* [Text]

****

Elsewhere in Chihuahua state, with 37% of the votes counted, the PAN also was losing to the PRI in the race for mayor in Ciudad Juarez, 44% to 55%, a seat the PAN has held for 12 years. In the city of Chihuahua, the mayor’s race was too close to call.

There was one possible bright note for the PAN: “Tomato King” Andres Bermudez was winning his mayoral race in the Zacatecas city of Jerez. The Winters, Calif.-based nursery farmer held a 9-point lead over his nearest competitor with 38% of the votes counted. Bermudez was one of several emigrants to the U.S. from Zacatecas who went back home to run for office.

“The PAN has suffered because they have not demonstrated they are better, or different. They have not delivered,” political analyst Sergio Aguayo said.

****

* [Entries]
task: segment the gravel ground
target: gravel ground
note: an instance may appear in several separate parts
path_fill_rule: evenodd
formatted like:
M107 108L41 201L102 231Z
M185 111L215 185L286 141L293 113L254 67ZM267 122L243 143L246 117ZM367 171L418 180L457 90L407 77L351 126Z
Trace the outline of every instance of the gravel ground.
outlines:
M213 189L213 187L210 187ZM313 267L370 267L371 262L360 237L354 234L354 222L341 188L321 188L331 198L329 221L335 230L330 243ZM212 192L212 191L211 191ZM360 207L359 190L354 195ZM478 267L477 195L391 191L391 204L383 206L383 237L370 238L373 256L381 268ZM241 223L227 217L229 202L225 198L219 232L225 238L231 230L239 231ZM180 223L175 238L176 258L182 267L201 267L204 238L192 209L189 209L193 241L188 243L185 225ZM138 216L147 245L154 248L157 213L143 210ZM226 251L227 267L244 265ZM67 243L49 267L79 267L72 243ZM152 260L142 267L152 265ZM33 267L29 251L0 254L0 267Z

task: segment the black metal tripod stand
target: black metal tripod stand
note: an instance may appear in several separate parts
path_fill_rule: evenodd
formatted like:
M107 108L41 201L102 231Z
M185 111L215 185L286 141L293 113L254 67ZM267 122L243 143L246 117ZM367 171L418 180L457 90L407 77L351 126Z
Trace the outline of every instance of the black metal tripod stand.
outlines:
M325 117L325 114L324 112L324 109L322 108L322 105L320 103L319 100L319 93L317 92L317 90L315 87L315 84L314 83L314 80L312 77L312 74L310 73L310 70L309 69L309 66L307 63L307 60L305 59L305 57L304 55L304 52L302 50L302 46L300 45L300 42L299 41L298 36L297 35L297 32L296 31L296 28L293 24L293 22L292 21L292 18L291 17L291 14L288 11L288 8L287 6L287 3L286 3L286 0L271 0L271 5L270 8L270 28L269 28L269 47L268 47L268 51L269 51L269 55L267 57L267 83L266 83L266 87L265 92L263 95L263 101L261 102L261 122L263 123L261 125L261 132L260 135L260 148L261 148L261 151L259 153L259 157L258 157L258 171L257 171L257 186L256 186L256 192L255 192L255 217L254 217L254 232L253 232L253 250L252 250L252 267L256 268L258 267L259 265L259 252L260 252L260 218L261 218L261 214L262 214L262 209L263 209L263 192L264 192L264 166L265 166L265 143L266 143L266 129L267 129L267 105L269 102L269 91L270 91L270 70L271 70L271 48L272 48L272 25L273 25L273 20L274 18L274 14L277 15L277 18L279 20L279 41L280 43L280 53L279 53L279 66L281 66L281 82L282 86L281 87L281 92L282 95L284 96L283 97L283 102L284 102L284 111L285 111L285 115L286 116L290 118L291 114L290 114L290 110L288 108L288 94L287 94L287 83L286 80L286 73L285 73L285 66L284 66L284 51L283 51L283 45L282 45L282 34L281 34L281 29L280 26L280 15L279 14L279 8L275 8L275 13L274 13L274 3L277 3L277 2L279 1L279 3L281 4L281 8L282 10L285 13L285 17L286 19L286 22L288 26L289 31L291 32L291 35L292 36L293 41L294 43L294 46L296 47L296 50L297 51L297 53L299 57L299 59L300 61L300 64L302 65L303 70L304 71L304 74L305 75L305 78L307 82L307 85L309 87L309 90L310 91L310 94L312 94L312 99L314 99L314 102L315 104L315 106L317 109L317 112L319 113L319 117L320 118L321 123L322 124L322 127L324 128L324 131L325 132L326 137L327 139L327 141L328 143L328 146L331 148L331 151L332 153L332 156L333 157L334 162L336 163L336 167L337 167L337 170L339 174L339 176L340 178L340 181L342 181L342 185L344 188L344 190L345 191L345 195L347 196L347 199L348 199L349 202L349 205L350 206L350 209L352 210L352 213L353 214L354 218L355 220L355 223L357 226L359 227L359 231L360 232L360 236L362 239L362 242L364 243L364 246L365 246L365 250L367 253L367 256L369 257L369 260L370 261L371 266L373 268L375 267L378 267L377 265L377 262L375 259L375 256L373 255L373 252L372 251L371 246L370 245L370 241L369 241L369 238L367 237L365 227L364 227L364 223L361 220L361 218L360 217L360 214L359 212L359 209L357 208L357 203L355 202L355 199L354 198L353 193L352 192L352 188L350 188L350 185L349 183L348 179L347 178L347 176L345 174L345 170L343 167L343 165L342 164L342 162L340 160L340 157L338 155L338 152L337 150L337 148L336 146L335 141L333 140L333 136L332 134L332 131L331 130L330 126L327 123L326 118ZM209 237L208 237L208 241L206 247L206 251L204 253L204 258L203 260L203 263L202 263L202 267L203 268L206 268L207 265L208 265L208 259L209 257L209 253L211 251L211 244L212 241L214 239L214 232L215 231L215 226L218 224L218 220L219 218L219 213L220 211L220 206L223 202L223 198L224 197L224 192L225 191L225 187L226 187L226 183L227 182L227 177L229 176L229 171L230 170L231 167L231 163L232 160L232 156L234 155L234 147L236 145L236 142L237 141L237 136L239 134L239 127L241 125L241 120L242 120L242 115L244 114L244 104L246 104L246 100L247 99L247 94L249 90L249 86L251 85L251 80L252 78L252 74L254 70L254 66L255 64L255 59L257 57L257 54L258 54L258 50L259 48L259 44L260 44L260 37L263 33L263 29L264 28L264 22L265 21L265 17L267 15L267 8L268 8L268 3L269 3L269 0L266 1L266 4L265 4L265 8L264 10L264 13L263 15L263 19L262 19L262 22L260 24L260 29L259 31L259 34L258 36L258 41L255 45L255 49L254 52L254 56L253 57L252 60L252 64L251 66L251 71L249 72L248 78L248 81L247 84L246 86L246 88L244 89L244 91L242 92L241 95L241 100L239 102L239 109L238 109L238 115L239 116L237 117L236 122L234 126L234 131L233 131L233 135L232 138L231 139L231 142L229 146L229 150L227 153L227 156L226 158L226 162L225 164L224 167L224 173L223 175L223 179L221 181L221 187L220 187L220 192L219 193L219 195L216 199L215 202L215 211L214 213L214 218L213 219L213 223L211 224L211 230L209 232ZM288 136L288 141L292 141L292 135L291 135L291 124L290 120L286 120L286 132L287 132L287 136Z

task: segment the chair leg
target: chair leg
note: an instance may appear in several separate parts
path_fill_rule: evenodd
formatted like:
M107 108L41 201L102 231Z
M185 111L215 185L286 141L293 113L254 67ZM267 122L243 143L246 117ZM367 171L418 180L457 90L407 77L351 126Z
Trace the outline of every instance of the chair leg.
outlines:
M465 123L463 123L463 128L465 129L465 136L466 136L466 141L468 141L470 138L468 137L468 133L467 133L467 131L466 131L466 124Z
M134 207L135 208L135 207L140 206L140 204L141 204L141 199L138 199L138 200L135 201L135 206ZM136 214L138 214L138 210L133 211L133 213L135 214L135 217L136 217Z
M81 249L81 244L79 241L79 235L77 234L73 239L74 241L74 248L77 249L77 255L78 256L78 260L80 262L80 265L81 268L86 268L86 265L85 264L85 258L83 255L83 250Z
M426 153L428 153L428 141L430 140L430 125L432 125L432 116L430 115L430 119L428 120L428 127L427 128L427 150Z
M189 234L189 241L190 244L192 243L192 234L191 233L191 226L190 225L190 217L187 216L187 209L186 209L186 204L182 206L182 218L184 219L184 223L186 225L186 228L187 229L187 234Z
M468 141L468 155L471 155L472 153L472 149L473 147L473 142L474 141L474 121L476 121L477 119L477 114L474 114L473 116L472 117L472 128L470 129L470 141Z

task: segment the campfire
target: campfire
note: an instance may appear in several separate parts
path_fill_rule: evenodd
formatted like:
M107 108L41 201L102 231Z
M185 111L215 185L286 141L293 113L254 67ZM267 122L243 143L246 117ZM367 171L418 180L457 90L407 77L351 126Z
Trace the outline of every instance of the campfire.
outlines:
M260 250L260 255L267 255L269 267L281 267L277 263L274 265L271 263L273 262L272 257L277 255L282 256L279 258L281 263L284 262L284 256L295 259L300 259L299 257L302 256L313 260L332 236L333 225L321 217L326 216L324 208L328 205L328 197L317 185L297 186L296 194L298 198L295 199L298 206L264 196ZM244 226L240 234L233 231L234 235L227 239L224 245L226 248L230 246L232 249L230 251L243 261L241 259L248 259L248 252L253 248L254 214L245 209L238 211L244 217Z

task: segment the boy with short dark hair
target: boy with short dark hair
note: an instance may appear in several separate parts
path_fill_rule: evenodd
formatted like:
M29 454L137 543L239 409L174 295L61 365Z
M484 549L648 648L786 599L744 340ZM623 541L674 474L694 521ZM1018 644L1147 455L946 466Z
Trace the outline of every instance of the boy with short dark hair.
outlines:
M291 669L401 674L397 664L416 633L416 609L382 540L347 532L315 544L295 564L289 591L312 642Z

****

* [Challenge 1]
Answer these questions from the election report.
(a) What share of the votes had been counted in Ciudad Juarez when the PAN was trailing the PRI?
(b) Where is Andres Bermudez's nursery farm based?
(c) Who is the political analyst quoted?
* [Challenge 2] Duplicate the election report from "There was one" to "run for office.".
Base every answer on the election report alone.

* [Exercise output 1]
(a) 37%
(b) Winters, Calif.
(c) Sergio Aguayo

* [Exercise output 2]
There was one possible bright note for the PAN: “Tomato King” Andres Bermudez was winning his mayoral race in the Zacatecas city of Jerez. The Winters, Calif.-based nursery farmer held a 9-point lead over his nearest competitor with 38% of the votes counted. Bermudez was one of several emigrants to the U.S. from Zacatecas who went back home to run for office.